--- TASK ---
Below are records; reproduce exactly the lines from the first through the one containing "on dome in this photo".

Top of EXTRACTED RECORDS

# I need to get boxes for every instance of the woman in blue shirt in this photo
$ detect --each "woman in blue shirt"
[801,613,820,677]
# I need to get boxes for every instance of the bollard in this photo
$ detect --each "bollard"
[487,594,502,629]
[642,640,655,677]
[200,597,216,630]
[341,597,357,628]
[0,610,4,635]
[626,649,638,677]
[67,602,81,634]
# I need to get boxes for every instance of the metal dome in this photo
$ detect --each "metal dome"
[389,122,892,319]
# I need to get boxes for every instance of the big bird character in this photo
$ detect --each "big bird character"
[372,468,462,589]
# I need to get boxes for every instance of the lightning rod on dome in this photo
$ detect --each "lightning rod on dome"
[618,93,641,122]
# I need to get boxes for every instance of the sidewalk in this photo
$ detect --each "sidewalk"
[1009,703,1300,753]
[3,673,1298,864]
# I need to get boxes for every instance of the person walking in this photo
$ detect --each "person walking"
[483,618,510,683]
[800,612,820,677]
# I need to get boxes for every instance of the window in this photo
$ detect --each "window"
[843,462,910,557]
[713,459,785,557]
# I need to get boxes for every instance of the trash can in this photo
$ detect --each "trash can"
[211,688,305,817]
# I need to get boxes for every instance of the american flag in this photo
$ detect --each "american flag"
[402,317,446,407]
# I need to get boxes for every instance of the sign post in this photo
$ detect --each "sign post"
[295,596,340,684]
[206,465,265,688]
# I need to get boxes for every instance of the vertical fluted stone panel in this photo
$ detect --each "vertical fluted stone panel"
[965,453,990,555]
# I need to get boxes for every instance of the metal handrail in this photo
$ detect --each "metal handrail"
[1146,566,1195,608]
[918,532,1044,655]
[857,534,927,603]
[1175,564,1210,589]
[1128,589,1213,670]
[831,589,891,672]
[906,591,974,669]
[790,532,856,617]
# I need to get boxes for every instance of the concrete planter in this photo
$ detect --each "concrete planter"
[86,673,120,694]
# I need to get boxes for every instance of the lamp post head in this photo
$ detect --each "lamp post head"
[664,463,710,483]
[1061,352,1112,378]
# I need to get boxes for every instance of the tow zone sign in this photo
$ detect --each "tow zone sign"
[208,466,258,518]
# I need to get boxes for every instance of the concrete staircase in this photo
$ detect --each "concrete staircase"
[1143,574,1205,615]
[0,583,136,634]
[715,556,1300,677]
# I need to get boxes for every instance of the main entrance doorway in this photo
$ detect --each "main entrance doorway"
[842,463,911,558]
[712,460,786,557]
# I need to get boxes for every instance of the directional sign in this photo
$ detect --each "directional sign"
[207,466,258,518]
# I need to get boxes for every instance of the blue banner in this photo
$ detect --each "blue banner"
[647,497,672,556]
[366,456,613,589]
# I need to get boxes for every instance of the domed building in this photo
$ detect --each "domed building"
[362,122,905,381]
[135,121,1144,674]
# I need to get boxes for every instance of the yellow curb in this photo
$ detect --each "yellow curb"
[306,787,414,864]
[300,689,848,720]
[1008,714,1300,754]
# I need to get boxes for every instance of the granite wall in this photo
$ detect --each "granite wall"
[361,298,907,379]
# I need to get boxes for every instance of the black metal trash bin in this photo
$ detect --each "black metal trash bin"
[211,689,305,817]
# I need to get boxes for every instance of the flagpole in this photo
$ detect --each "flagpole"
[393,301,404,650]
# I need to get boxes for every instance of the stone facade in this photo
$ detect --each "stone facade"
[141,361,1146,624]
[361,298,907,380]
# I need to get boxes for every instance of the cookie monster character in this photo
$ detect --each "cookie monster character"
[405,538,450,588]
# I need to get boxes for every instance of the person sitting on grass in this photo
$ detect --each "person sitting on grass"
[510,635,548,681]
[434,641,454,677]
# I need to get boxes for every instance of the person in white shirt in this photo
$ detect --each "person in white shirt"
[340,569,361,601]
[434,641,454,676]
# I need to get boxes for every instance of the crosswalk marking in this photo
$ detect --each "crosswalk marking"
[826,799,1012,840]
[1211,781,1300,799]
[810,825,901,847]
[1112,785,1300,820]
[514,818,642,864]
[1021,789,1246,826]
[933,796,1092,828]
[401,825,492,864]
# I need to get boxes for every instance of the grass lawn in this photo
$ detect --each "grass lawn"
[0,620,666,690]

Bottom of EXTRACTED RECORDS

--- ANSWER SPACE ---
# I need to get boxes for every instance of the woman in blue shirt in this photo
$ detect --each "woman in blue shirt"
[801,613,820,677]
# I need to get boxes for every instance of the bollard in this photo
$ detect --each "bollard"
[487,594,502,629]
[642,640,655,677]
[200,597,216,630]
[341,597,357,628]
[0,610,4,635]
[626,649,638,677]
[67,602,81,634]
# I need to get boxes for every instance of the metal dome in this photo
$ detect --each "metal dome"
[389,122,892,319]
# I need to get boxes for every instance of the big bird character in this photo
$ detect --each "big bird character"
[372,468,462,589]
# I need to get boxes for every instance of the lightning rod on dome in this photo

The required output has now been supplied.